WHAT YOU SHOULD DO: Repeat every entry below exactly as given.

BEGIN GIVEN DATA

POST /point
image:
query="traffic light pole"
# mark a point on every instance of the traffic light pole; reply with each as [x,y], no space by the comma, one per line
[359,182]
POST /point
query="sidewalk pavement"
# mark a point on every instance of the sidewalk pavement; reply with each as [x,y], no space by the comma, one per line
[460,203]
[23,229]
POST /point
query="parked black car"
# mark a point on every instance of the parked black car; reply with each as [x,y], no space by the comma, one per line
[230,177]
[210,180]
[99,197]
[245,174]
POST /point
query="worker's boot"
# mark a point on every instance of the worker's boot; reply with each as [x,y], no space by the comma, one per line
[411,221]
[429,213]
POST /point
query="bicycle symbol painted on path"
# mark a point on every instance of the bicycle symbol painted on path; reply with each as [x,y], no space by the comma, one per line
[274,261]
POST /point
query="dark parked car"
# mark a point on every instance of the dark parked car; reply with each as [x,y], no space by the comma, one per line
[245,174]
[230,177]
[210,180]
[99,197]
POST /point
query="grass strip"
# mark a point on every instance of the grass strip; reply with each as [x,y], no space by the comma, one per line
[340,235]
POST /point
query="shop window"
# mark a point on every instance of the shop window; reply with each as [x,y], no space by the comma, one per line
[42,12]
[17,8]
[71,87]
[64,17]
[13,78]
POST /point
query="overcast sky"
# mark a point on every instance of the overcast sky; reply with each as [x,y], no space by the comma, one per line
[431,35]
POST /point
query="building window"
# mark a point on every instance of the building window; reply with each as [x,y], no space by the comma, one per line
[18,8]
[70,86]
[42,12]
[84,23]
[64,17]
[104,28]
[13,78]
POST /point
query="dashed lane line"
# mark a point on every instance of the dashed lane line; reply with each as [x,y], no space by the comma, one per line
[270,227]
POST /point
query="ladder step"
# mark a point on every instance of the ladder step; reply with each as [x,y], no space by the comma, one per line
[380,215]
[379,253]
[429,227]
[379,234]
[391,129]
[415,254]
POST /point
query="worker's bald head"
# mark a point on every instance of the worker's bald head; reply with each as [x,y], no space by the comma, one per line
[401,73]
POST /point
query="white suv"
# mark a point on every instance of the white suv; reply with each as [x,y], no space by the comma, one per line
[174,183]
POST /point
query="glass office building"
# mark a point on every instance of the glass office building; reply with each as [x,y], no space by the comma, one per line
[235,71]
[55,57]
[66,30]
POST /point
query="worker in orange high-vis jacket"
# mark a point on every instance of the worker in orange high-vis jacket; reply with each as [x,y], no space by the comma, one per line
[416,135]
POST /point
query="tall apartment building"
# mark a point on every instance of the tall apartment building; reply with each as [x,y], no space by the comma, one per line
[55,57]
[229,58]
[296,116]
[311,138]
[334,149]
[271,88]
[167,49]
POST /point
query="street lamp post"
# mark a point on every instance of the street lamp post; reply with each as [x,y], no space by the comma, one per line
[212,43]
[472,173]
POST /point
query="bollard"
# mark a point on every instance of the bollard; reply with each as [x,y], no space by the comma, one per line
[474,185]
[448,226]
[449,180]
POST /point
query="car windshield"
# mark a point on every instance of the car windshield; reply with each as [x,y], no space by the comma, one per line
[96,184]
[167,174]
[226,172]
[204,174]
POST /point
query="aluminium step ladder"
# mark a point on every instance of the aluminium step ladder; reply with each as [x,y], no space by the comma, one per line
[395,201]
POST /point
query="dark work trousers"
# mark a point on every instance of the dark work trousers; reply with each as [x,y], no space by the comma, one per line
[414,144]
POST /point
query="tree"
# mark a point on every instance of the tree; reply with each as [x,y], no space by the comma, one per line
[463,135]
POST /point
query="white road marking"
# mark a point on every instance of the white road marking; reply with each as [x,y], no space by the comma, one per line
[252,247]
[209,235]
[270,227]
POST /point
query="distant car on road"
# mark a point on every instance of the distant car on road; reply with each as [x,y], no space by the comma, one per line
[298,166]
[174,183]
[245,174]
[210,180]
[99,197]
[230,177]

END GIVEN DATA

TASK RESULT:
POST /point
image:
query="traffic light pole"
# mark a point on every instance of the traffic light pole; reply with each as [x,y], no space by the comma, one per line
[359,182]
POST /point
query="sidewalk pavement"
# mark a point on every instance of the sidewalk pavement; reply with each as [x,y], no space by the comma, one per line
[460,203]
[23,229]
POST /point
query="parked black car"
# mark a point on every instance of the parked black car; reply with each as [x,y], no space by the comma, one per line
[230,177]
[210,180]
[99,197]
[245,174]
POST /point
query="worker's boot"
# mark a point on every instance of the worker's boot; reply with each as [x,y], no space by the comma, one per line
[411,221]
[429,213]
POST /point
query="bicycle symbol painted on path"
# mark a point on every instance of the bicycle symbol painted on path; reply with each as [x,y], no space by the comma, one per line
[274,261]
POST /point
query="dark parked car"
# mark a point on every instance of the dark parked car; reply with each as [x,y], no space by the comma, one per line
[245,174]
[230,177]
[210,180]
[99,197]
POST /point
query="grass strip"
# mark a point on every instance of the grass strip; reply with each as [x,y], no space by the comma, one per line
[340,235]
POST /point
query="shop window"
# mark a point on every instance of the shop window; reply with each as [x,y], no space by the comma, one per line
[42,12]
[17,8]
[71,87]
[64,17]
[13,78]
POST /point
query="overcast sky"
# mark a point on every instance of the overcast sky; reply with each as [x,y], no space by the comma, one per line
[431,35]
POST /point
query="building window"
# mark a point on every instance of the building window; reply with each as [x,y], no space by the comma, one per line
[18,8]
[70,86]
[42,12]
[84,23]
[64,17]
[104,28]
[13,78]
POST /point
query="dashed lane line"
# mark a point on every instance of the dashed lane line; reply with each as [x,y], no space by the comma, one per line
[270,227]
POST /point
query="ladder step"
# mark a point on every instance of the ladder step; reply with each as [x,y], no space by the comma, one per line
[380,215]
[379,253]
[429,227]
[379,234]
[391,129]
[415,254]
POST /point
query="worker's bald head"
# mark a point on every instance of the worker's bald head; reply with each as [x,y], no space by the comma, one per line
[401,73]
POST /point
query="white suv"
# mark a point on every instance of the white suv; reply with each as [x,y], no space by the comma, one per line
[174,183]
POST /point
query="glass office building"
# mark a point on every instance of the glass office building; reply with each as [x,y], no space by the comma, one per line
[235,71]
[55,57]
[66,30]
POST /point
query="worker in orange high-vis jacket"
# mark a point on every instance of the worker in orange high-vis jacket; reply with each as [x,y], no space by the comma, one per line
[416,135]
POST /point
query="tall apartment building"
# mark a point on every instance of the tall apartment building; reply with each as [x,y], no space by the comma, one per line
[55,57]
[229,58]
[296,116]
[311,138]
[334,149]
[271,88]
[167,49]
POST /point
query="street lamp post"
# mark a point on every instance of the street lamp post; reply with each as [x,y], no space by the comma, one per line
[212,43]
[472,173]
POST /point
query="bollard"
# mark a point on every instance of the bollard; reply with each as [x,y], no space by the comma, one per line
[474,185]
[448,226]
[449,180]
POST /point
query="car windshield"
# mark a point on every instance of the car windshield; reply with each as [x,y], no space by the comma, one per line
[96,184]
[167,174]
[226,172]
[204,174]
POST /point
query="aluminium step ladder"
# mark a point on every instance of the aluminium step ladder; reply with each as [x,y], no space by the comma, one per line
[395,201]
POST /point
query="dark work trousers"
# mark a point on every instance of the dark work trousers; reply with each as [x,y], no space by the comma, one per line
[414,144]
POST /point
query="tree"
# mark a point on every instance of the tree; reply with each as [x,y], no space by the comma, one per line
[463,135]
POST /point
query="white road marking"
# mark a point on every instance of the white road marking; reply with each as [x,y], no space by the comma, one per line
[252,247]
[209,235]
[270,227]
POST /point
query="distant car on road"
# mark a point on every instance of the distant car on road; reply with each as [x,y], no space by the comma, one per line
[298,166]
[174,183]
[245,174]
[210,180]
[99,197]
[230,177]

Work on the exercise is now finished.